Report each line of the records below that holds the word "grass".

☆ ☆ ☆ ☆ ☆ ☆ ☆

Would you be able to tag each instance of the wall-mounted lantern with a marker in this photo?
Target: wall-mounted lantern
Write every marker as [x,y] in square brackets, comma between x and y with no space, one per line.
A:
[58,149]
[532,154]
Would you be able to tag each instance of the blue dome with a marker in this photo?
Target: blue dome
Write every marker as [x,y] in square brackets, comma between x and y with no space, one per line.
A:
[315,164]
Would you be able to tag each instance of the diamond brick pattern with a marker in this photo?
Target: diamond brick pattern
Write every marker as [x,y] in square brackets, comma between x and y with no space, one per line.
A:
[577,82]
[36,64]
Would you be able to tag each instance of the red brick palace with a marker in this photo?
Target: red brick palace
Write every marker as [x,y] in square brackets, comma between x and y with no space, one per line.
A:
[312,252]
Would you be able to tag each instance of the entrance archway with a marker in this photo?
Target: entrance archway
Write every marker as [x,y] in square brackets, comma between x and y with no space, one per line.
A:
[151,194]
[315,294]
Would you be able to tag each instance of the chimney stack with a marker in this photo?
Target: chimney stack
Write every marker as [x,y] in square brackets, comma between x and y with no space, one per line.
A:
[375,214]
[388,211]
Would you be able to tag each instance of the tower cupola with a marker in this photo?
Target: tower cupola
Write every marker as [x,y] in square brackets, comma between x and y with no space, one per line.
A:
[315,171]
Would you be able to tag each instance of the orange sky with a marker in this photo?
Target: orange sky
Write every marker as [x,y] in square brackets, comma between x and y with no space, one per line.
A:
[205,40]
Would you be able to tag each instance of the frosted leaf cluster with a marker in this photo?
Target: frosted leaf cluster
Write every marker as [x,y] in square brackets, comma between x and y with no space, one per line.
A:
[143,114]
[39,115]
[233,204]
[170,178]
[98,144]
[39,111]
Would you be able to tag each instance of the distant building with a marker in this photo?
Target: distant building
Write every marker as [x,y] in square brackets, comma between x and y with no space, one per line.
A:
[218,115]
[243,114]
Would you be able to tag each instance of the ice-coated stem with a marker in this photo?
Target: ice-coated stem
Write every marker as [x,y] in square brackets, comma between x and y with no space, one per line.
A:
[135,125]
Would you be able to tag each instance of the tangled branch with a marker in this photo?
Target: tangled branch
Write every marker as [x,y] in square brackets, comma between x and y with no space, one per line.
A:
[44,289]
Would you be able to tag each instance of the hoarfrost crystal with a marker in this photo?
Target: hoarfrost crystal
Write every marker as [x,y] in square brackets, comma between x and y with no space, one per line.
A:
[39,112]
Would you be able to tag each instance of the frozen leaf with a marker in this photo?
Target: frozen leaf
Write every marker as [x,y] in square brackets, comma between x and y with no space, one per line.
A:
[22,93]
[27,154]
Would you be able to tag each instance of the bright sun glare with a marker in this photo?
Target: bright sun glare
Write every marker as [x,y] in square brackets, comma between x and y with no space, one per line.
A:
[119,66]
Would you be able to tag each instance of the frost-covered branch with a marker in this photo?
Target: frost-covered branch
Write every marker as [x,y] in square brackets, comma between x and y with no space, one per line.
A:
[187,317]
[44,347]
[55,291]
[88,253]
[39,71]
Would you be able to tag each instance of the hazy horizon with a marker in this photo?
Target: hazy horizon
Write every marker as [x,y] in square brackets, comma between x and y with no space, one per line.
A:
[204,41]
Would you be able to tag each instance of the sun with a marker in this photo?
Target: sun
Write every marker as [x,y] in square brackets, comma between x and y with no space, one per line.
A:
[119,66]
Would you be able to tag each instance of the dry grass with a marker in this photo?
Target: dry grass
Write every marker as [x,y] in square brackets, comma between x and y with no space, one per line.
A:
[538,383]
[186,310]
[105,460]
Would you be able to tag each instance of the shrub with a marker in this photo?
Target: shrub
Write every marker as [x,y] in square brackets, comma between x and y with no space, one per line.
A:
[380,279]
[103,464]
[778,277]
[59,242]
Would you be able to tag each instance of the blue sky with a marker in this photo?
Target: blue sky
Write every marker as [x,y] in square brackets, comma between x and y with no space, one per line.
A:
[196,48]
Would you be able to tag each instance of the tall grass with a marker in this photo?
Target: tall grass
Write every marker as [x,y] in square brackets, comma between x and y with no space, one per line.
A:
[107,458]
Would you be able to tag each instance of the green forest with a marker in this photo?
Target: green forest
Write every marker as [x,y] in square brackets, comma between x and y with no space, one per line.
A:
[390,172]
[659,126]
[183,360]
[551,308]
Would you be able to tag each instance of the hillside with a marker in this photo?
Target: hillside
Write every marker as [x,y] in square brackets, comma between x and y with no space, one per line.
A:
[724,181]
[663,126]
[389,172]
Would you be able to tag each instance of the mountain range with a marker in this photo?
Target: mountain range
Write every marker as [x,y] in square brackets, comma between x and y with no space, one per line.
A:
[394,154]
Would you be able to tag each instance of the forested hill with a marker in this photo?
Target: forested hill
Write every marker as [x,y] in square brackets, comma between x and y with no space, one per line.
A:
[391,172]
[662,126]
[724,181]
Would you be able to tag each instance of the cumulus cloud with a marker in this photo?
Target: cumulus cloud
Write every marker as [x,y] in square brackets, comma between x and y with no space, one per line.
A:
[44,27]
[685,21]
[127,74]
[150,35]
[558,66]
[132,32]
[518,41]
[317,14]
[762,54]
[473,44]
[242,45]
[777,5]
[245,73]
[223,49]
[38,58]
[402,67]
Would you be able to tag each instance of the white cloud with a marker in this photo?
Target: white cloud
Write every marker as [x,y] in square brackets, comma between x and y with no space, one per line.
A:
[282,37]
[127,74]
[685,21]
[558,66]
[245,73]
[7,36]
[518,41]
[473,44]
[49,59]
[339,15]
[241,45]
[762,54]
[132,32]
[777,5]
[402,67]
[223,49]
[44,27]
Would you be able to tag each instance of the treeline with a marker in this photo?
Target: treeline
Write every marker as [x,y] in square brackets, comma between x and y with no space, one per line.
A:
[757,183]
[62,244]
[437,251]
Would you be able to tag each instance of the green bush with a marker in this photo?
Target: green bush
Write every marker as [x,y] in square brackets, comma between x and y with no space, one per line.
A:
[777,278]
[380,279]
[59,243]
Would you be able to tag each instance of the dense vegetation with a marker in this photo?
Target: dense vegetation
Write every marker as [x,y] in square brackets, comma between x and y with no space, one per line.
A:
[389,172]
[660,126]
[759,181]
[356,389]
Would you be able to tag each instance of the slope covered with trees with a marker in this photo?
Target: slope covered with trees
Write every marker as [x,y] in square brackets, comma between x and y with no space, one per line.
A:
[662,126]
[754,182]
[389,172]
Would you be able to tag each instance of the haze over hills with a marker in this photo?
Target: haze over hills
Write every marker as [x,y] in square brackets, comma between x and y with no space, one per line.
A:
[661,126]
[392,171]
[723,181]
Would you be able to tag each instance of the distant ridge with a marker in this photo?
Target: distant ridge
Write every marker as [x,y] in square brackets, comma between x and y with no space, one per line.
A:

☆ ☆ ☆ ☆ ☆ ☆ ☆

Expected answer:
Would you be able to tag each instance of the dry grass with a marker in this photo?
Target: dry grass
Would you be able to tag each instance of the tall grass with a marker in this photo?
Target: tall grass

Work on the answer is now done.